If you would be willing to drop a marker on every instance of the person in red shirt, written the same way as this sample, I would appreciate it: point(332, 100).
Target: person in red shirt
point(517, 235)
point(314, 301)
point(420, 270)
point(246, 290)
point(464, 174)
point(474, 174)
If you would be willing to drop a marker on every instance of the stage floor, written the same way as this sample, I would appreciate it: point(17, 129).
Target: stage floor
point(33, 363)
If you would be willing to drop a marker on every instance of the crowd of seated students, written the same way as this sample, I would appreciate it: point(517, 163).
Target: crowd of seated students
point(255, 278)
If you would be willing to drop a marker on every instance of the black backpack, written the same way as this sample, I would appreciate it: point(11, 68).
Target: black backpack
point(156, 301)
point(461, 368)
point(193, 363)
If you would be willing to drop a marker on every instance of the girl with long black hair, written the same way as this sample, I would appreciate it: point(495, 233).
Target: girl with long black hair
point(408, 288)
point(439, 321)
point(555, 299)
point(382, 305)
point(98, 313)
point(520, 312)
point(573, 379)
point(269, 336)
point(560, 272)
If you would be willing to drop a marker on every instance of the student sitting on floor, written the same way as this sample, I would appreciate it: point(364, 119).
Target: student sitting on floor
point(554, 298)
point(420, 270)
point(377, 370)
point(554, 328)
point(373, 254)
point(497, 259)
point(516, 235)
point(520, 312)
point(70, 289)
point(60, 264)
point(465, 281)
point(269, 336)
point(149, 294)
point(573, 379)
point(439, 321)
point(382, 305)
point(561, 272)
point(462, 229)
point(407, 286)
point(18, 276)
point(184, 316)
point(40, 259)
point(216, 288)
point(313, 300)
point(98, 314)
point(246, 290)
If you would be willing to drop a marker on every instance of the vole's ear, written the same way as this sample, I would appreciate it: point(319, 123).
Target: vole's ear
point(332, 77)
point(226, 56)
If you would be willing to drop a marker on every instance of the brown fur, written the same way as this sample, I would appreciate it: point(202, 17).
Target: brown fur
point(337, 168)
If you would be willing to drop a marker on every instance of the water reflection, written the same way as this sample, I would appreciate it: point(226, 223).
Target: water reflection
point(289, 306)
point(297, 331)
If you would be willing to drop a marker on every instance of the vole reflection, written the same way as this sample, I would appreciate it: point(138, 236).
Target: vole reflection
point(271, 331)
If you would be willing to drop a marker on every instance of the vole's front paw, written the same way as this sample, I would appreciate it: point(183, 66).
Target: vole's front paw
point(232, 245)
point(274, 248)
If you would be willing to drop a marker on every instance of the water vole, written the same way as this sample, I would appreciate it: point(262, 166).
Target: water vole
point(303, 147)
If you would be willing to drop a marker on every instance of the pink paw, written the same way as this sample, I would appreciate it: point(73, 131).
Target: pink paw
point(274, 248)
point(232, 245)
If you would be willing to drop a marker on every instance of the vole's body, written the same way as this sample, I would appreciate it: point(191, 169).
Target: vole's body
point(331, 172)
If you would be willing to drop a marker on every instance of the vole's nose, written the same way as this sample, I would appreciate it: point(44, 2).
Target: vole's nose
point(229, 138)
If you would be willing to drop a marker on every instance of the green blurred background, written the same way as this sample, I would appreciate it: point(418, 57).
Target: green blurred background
□ □ □ □ □
EXERCISE
Reproduce all of the records above word for word, line by line, without changing anything.

CORRECT RESPONSE
If you would be willing to drop a marker on every instance of the person in red shirt, written the same way as this sample, I would appreciate it: point(332, 100).
Target: person in red shirt
point(517, 235)
point(314, 301)
point(420, 270)
point(246, 290)
point(464, 174)
point(474, 174)
If you would be willing to drop a marker on every instance of the stage floor, written the same way as this sample, I would appreciate it: point(17, 129).
Target: stage floor
point(33, 363)
If you would be willing to drop a marker on every instance of the crowd of seated students, written the same way as this sample, I would appreciate it: point(517, 163).
Target: crowd of seated students
point(255, 278)
If you would be willing to drop a marker on every instance of the black backpack, written the same way as this sample, I would appreciate it: point(11, 68).
Target: black backpack
point(156, 301)
point(461, 368)
point(193, 363)
If you would be willing to drop a marker on every instance of the girl with long black hair, written the same way as this sample, I would appreciate it: point(495, 233).
Target: girl with long black hair
point(408, 288)
point(439, 321)
point(555, 299)
point(382, 305)
point(98, 313)
point(520, 312)
point(573, 379)
point(269, 336)
point(560, 272)
If you would be willing to drop a marker on every instance of the student sitting on floor, written the same way as this sample, I would appreciate it: point(364, 119).
Target: student sitting on floor
point(554, 298)
point(420, 270)
point(377, 370)
point(554, 328)
point(373, 254)
point(497, 259)
point(516, 235)
point(520, 312)
point(70, 289)
point(60, 264)
point(465, 281)
point(269, 336)
point(149, 294)
point(573, 379)
point(439, 321)
point(382, 305)
point(561, 272)
point(462, 229)
point(407, 286)
point(18, 276)
point(184, 316)
point(40, 259)
point(216, 288)
point(313, 300)
point(98, 314)
point(246, 290)
If you would be willing to drop a marker on every instance of the vole's ear, written the same way as this sample, I would appreciate it: point(319, 123).
Target: vole's ear
point(332, 77)
point(226, 56)
If you would be willing to drop a marker on every instance of the brown fur, written the same way as this sample, I would appreciate it: point(202, 17).
Target: brown fur
point(337, 168)
If you would be willing to drop a marker on every instance of the water reflection, written the same way as this sample, I would appreciate it: point(226, 223).
Target: water reflection
point(289, 306)
point(297, 331)
If you would be willing to drop a marker on every instance of the vole reflection, written the same way as this sample, I would appreciate it: point(138, 236).
Target: vole reflection
point(271, 331)
If you would be willing to drop a marker on every instance of the vole's front paw, written the same way as this sample, I would appreciate it: point(183, 66).
Target: vole's front paw
point(232, 245)
point(274, 248)
If you would be willing to drop a marker on every instance of the water vole, written the same way as this sample, I would appreciate it: point(262, 166).
Target: water vole
point(303, 147)
If you would be willing to drop a marker on every instance of the pink paw, written the same way as this sample, I would appreciate it: point(73, 131).
Target: pink paw
point(274, 248)
point(232, 245)
If you would be willing to drop a marker on every instance of the vole's body, written the same way as this sample, I would appreciate it: point(191, 169).
Target: vole's body
point(331, 172)
If you would be willing to drop a marker on every instance of the vole's nose, written the same way as this sample, I would appreciate it: point(44, 2).
Target: vole's nose
point(229, 138)
If you would be willing to drop a marker on every instance of the green blurred background, written the same way as this sample, I would appreciate it: point(418, 57).
Target: green blurred background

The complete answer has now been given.